# [What you need to do]
Find each line in the rows below that contains the word "gray" and copy those lines.

======== Stored rows ========

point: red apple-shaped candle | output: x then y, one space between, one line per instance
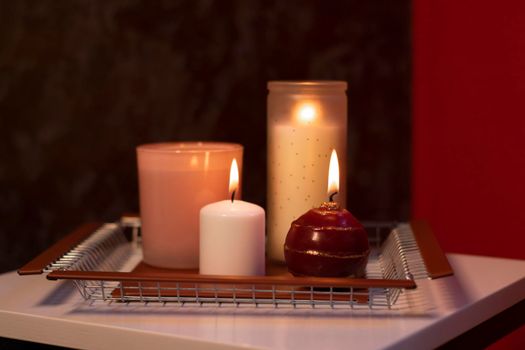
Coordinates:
327 241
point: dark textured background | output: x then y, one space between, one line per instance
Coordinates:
83 82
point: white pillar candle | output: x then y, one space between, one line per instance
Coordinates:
232 237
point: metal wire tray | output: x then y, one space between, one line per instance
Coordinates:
104 262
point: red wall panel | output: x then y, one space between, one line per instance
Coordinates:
468 176
469 124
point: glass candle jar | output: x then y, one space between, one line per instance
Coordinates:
175 181
306 121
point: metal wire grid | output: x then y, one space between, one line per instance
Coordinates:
107 249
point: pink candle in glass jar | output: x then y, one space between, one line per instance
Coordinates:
175 181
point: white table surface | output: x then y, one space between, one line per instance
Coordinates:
35 309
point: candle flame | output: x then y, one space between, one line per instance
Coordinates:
333 174
307 113
234 176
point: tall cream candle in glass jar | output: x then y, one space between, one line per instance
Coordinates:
306 121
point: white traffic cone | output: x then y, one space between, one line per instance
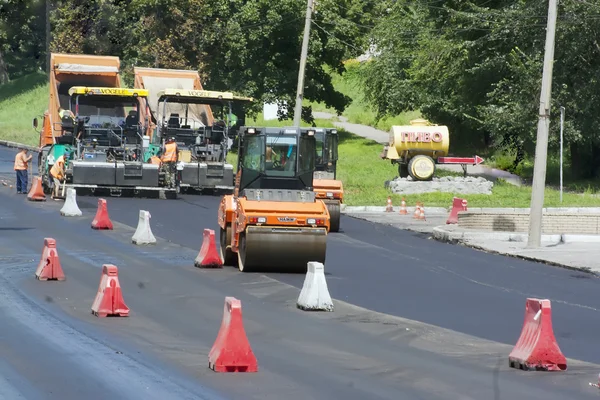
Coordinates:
315 295
143 233
70 208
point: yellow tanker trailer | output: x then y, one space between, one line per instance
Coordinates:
418 147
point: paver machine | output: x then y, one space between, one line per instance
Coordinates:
203 145
418 147
203 123
326 185
107 143
273 220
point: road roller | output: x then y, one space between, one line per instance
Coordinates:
325 182
273 221
418 147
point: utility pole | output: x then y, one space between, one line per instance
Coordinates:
541 149
48 33
303 57
562 124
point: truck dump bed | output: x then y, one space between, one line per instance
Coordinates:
68 70
157 79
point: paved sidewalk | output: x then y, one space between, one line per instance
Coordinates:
580 252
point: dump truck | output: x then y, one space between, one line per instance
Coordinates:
326 185
106 142
418 147
66 71
180 108
273 220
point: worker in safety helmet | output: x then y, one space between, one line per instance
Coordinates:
169 158
57 172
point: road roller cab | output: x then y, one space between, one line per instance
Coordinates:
325 182
273 221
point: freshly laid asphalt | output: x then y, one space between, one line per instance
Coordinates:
51 347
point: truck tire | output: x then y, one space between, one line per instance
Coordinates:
403 170
421 168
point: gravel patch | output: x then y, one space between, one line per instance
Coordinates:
468 185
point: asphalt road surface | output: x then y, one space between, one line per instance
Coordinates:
414 319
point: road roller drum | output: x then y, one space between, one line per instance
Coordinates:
280 249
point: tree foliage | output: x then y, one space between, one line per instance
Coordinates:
476 66
22 38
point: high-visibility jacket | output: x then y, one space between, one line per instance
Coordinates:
65 113
58 167
170 153
21 161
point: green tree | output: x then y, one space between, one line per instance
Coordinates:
476 66
22 38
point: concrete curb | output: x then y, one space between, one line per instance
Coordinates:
381 209
461 238
7 143
567 210
444 235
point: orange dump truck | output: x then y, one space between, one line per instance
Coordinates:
68 71
326 185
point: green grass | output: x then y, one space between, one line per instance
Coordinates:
20 101
364 173
360 111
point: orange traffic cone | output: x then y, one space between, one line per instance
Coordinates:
417 211
403 210
389 207
422 212
36 193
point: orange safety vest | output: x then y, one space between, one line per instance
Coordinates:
170 154
57 169
20 162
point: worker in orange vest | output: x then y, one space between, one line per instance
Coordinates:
169 158
58 173
21 166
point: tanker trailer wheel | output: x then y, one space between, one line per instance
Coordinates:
421 168
403 170
242 253
229 257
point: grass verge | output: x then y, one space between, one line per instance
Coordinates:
20 101
364 174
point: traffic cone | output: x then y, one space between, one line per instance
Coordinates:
403 210
417 211
231 351
421 212
208 255
389 207
37 191
109 298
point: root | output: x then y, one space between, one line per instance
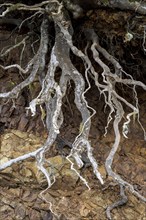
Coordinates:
120 202
52 92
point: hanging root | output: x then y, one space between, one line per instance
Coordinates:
52 92
120 202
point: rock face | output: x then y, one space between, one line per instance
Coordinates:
24 193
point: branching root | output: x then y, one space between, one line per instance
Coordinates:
52 92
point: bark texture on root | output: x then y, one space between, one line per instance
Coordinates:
52 91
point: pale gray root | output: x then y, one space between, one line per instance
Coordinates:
114 101
52 92
118 203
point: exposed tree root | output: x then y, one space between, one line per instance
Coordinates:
53 92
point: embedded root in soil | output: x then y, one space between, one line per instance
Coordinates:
52 92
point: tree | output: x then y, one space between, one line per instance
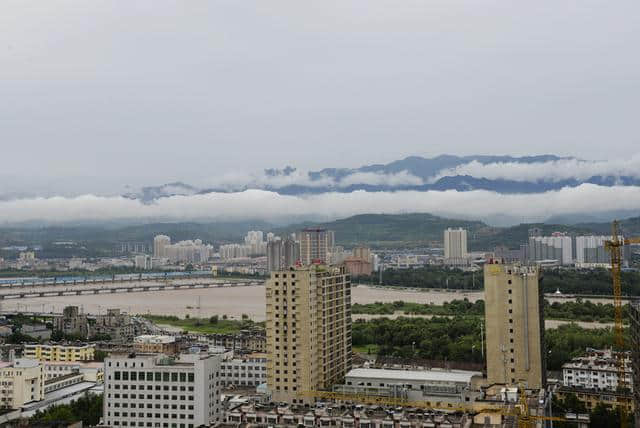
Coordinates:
87 409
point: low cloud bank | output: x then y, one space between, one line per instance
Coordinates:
564 169
271 206
295 177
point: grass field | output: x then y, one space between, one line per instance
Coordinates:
205 325
364 349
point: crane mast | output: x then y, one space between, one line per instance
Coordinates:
615 246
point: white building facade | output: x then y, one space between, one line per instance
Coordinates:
154 390
244 370
597 370
455 245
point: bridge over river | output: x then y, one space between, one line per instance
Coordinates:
125 286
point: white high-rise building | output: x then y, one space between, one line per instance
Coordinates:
316 246
455 243
159 244
274 255
158 391
591 251
556 247
188 251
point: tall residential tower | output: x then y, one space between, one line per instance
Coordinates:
315 245
455 243
514 325
308 330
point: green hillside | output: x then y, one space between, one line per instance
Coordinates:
417 230
402 230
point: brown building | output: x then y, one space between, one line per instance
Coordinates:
514 326
243 341
634 328
153 344
358 267
308 330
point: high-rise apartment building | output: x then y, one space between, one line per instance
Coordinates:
556 247
634 312
514 325
274 255
158 391
308 330
455 243
291 252
22 382
315 245
591 251
159 243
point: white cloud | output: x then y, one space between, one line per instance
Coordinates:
402 178
239 181
270 206
547 171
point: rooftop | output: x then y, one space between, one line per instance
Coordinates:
151 338
415 375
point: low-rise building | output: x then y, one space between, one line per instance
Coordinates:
597 370
21 381
336 416
592 397
37 331
92 372
156 390
117 325
358 267
244 370
243 341
60 351
450 386
157 344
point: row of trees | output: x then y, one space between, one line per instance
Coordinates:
459 339
87 409
576 311
568 281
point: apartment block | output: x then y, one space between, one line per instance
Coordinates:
244 370
596 370
634 329
159 344
60 351
151 390
455 243
21 382
315 245
308 330
514 325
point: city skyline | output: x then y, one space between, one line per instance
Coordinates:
422 78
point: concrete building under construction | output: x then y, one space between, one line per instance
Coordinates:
514 325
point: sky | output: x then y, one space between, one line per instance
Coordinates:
101 95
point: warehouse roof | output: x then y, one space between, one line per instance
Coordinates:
414 375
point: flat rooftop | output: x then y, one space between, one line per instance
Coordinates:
414 375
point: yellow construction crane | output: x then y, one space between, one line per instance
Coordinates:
615 246
519 411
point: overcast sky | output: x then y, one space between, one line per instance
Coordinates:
100 94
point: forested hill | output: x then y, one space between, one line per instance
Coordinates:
414 230
374 230
399 230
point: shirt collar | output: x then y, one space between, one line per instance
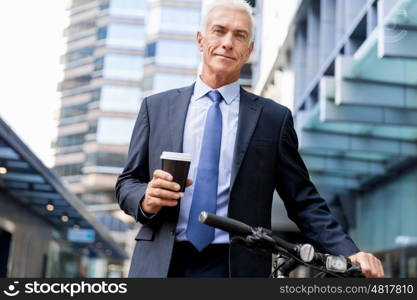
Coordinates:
230 92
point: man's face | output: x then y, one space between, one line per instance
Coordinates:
225 44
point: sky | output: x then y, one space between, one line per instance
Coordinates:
31 43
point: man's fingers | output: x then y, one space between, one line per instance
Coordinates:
370 265
164 184
162 174
154 201
164 194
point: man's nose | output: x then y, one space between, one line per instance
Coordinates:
227 42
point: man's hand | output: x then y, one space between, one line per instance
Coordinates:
370 265
161 191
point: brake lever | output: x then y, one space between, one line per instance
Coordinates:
258 242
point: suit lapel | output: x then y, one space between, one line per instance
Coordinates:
178 106
249 112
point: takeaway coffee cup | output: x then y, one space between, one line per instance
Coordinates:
178 165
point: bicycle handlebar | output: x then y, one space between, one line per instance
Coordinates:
241 229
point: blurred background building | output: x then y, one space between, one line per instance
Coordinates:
352 68
45 231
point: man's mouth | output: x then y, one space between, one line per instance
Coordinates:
225 56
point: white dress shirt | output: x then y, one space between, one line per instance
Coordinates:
193 135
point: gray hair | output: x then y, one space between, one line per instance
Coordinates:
241 5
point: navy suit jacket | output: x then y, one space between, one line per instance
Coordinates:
266 157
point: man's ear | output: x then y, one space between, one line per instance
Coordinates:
199 39
250 49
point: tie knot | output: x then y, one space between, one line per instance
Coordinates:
215 96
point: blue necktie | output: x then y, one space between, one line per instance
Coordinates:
206 182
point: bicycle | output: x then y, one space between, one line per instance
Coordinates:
288 255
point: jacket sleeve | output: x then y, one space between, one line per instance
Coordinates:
132 183
303 203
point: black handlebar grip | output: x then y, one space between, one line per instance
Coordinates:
226 224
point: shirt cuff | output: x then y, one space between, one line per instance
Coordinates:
147 215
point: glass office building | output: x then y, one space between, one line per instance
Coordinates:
352 68
101 95
171 55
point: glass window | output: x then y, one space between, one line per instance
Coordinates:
177 53
69 170
116 131
120 66
120 98
180 19
128 7
101 33
70 140
74 110
79 54
126 36
106 159
150 50
166 81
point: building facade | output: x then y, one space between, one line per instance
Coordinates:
45 231
351 65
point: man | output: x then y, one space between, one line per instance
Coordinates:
243 146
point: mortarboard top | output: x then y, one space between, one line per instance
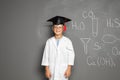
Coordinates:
59 20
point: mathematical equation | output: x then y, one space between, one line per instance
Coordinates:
106 39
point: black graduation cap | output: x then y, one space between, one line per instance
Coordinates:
59 20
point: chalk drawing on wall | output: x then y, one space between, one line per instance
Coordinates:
115 51
113 22
84 14
89 14
109 38
85 42
94 27
100 61
98 46
81 25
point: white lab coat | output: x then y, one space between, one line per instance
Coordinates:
58 57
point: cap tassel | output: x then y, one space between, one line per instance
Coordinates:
65 28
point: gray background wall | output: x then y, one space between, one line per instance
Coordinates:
94 31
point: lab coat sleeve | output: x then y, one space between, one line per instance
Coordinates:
71 53
45 59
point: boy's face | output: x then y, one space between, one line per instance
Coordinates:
58 29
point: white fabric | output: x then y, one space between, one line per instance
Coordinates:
58 57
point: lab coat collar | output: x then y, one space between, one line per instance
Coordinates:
54 42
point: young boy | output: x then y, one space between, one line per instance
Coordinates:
58 56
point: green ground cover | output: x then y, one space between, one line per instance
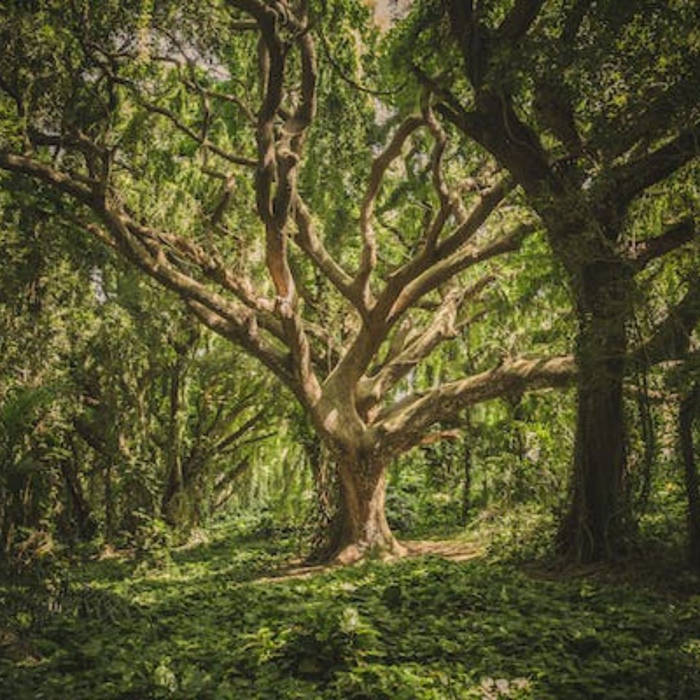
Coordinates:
207 622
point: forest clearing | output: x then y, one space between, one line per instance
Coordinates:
349 349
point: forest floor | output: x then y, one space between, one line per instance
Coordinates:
230 618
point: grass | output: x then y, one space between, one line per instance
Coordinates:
204 622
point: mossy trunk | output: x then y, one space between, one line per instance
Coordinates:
597 523
689 412
360 528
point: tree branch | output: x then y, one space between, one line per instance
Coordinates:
675 236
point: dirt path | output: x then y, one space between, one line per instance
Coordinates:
447 549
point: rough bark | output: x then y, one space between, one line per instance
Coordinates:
597 522
689 411
362 526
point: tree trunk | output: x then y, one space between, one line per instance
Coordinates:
689 410
81 508
467 474
362 529
598 521
174 488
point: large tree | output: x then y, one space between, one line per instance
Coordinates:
592 109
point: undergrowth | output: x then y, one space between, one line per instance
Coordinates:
201 622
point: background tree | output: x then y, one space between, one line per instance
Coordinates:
592 109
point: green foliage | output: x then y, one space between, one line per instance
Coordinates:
423 628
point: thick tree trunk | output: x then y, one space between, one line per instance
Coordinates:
597 523
689 411
361 527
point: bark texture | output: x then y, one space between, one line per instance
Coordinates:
363 529
597 522
688 414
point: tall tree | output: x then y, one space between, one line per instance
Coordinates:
188 138
592 109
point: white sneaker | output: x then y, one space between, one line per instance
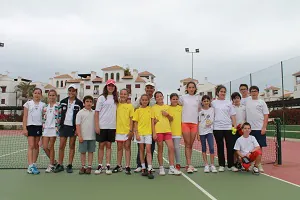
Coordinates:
138 170
174 171
234 169
221 169
213 169
206 169
162 171
49 169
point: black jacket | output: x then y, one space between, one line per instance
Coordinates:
64 106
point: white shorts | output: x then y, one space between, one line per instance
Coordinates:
145 139
49 132
121 137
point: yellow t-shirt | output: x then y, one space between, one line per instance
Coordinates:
124 113
163 124
175 112
143 117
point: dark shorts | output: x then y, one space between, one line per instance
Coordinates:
67 131
35 131
106 135
261 139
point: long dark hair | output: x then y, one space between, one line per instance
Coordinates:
115 94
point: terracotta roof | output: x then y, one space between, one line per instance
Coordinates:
49 86
97 79
63 76
116 67
139 79
74 81
127 77
189 80
296 74
146 73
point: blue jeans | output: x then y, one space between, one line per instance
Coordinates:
210 140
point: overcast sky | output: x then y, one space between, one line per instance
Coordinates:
235 38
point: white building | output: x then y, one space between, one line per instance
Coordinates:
92 84
205 88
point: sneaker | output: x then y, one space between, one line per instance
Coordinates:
261 169
206 169
69 168
234 169
162 171
88 170
108 170
213 169
82 170
117 169
58 168
150 174
98 170
144 172
49 169
128 171
255 171
174 171
34 170
138 170
221 169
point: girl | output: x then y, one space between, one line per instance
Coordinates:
162 132
105 123
206 119
190 108
143 133
51 117
32 128
175 111
223 121
124 131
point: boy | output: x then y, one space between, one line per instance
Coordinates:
257 115
248 149
85 128
245 93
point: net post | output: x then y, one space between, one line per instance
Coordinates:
278 141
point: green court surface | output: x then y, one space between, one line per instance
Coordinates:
17 185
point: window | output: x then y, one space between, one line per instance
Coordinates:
118 77
3 89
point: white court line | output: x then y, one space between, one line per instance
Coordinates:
261 173
194 183
13 153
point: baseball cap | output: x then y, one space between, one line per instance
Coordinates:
111 81
72 86
150 84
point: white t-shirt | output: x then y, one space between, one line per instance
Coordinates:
244 100
85 118
191 105
206 119
255 111
223 112
69 114
240 114
107 112
245 145
34 113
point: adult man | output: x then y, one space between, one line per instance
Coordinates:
149 89
245 94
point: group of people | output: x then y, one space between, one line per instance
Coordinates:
148 121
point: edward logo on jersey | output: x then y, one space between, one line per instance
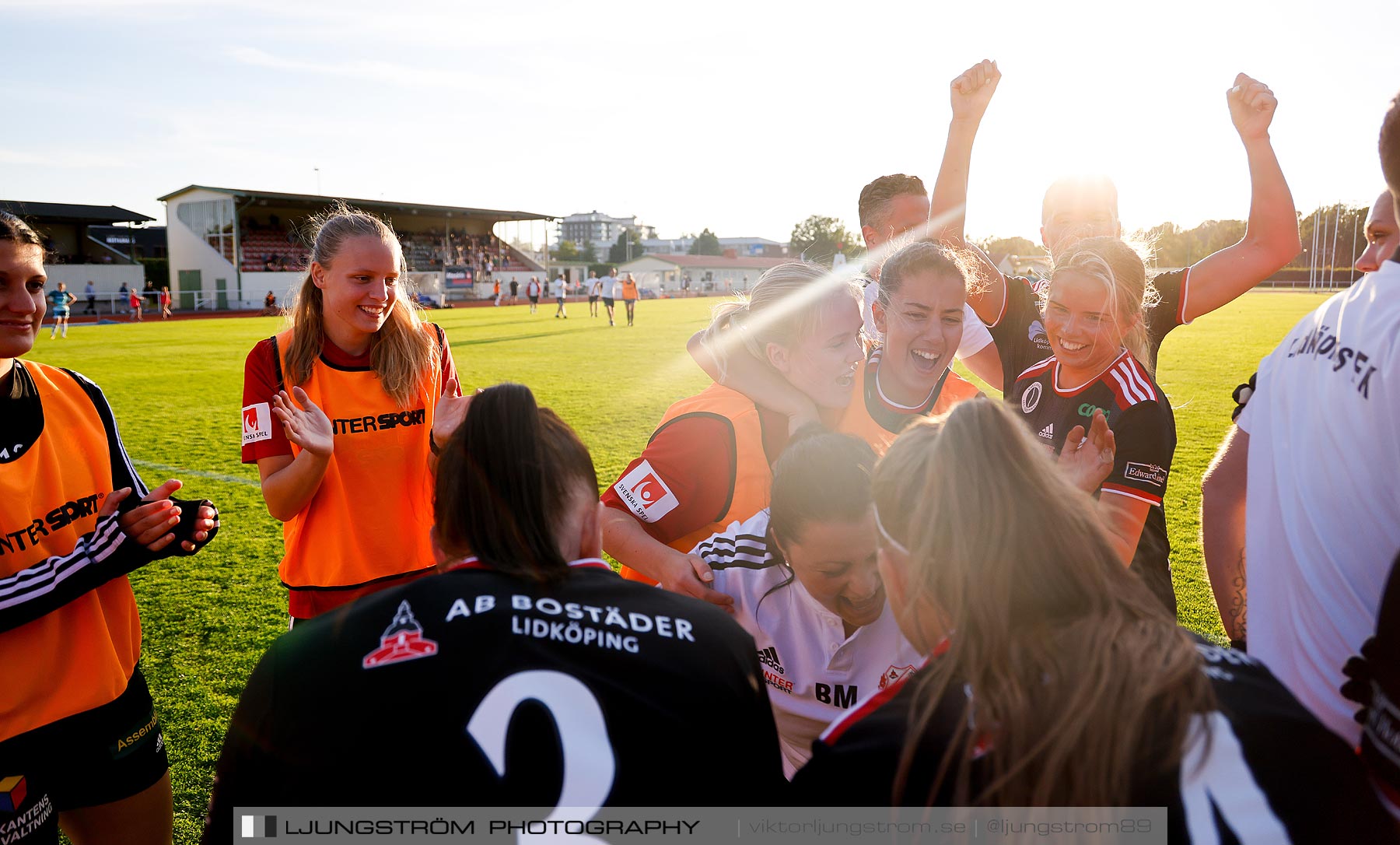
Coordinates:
646 493
1031 398
1147 472
401 640
257 422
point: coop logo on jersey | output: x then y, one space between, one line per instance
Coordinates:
401 640
1031 398
646 493
257 422
1148 472
894 675
1038 335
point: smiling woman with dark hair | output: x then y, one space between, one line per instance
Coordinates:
804 584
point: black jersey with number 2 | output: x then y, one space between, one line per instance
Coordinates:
1144 432
1267 773
476 689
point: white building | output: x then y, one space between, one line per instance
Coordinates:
707 274
740 247
600 230
230 247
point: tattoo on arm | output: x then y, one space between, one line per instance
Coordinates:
1238 605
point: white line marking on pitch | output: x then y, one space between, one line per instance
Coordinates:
178 472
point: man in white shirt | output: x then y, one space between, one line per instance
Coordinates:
609 292
1319 447
556 288
595 288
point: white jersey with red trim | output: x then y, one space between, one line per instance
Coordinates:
1144 432
1258 768
814 671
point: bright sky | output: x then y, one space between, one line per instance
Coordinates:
738 117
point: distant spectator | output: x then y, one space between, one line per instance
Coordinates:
595 288
59 303
559 289
629 296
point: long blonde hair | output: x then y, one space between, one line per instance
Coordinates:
1123 274
783 307
1057 654
401 352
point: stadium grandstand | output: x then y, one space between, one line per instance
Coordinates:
707 274
75 237
230 247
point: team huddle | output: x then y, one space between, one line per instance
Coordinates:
847 577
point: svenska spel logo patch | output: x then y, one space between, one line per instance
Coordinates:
646 493
12 792
257 422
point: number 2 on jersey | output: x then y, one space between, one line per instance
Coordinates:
583 735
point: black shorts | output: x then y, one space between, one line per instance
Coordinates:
96 757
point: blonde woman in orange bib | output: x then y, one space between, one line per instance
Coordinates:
346 458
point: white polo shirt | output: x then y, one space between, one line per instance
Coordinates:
814 671
1323 496
975 331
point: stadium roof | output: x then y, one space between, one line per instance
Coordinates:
317 201
716 262
62 212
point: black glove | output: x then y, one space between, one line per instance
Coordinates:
1242 395
185 530
1374 682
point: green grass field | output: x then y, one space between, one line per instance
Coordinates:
177 391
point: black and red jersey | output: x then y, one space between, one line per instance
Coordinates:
478 689
1020 331
1144 432
1269 771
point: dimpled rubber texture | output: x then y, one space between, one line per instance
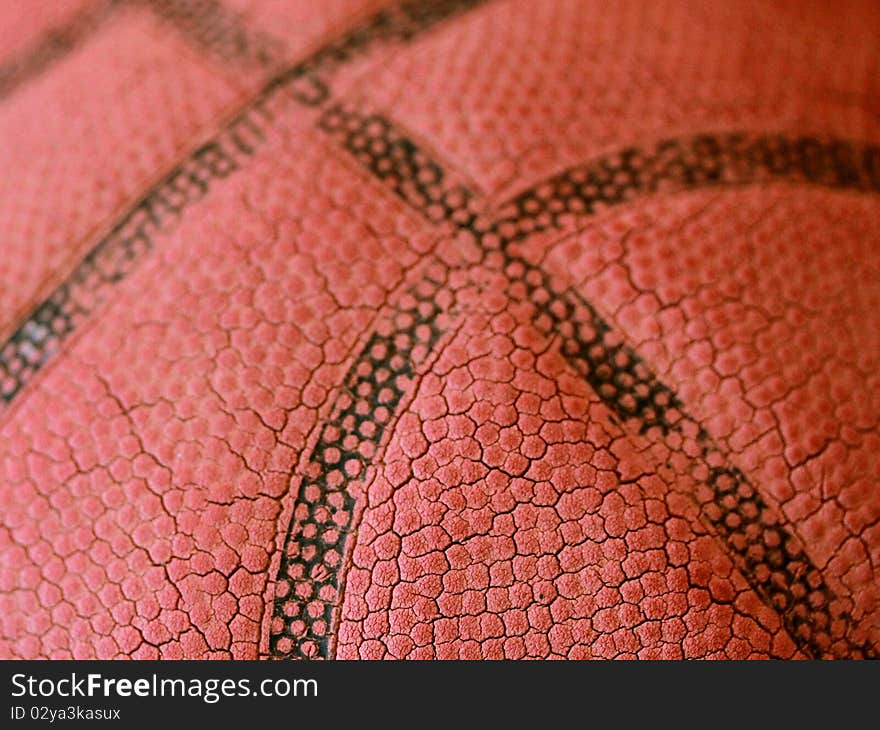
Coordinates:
440 329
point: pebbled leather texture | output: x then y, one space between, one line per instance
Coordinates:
441 329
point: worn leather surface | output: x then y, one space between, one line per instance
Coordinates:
451 329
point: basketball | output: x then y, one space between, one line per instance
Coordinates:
439 329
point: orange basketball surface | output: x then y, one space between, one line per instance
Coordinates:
439 329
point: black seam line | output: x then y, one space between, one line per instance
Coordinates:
206 25
116 254
767 553
53 45
209 26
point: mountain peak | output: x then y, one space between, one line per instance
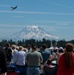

========

# [The result]
point: pale gray root | output: x then y, one space between, one line per instance
point: gray hair | output: x then y, one space between, one line per instance
point: gray background wall | output: x then y, one space between, one line per instance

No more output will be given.